◆ **Work item A**: According to the post about the breakup, in what month and year did the writer's girlfriend leave?
◆ **Work item B**: Revise the post about the breakup from "What the fuck" up to and including "sick of it.", putting "a long run" in place of "a long walk".
◆ **Work item C**: Take the post about losing touch with new friends further, picking up from its final line.

** Text shown follows **

In April 2024 my girlfriend left me. After months of healing, I have by some luck built up a new circle of friends, in particular one romantic interest and one closest friend. I had effortless conversations with both of them all day long. Life actually felt fun again.
This week:
- My romantic interest started talking to other people and isn’t as available
- My closest friend has gotten busy in life and doesn’t want to spend their remaining time with me
There’s no "I’d like to talk you but"s, no "let’s make some time for a call next x"s. The writing is on the wall that I’ll fade out of their lives without them explicitly ejecting me.
What the fuck is this shit, why is it ALWAYS the other person who moves on and never me? At this point I am just fucking bitter. Yeah, I’m upset, and yes I should write this after a long walk when feel better, but damn. I just need to vent for once. I’m fucking sick of it.
I have zero close friends in my life except my siblings and myself.

** End of Text shown **
** The data follows **

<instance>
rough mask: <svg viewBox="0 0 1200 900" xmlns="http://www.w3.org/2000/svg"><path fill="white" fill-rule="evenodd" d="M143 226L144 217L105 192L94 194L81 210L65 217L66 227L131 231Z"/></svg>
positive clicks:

** End of The data **

◆ **Exercise result A**: In April 2024.

◆ **Exercise result B**:
What the fuck is this shit, why is it ALWAYS the other person who moves on and never me? At this point I am just fucking bitter. Yeah, I’m upset, and yes I should write this after a long run when feel better, but damn. I just need to vent for once. I’m fucking sick of it.

◆ **Exercise result C**:
be alone -> neet someone -> get attached -> they leave -> repeat
The rotating friendships and fading connections hurt the most when you find yourself without them. The conscious efforts we make are just as important and distinctive as others: with personal purpose and motive that we may not perceive as an outward party.
It’s worth taking a deep breath and acknowledging that other people might be going through their own doubts and “shit” and may not be communicating effectively their needs. Keeping communication open on a loose thread is difficult but good to keep if you truly care about them or wish to see them last part of your life. Inversely, knowing when to cut the thread is also important.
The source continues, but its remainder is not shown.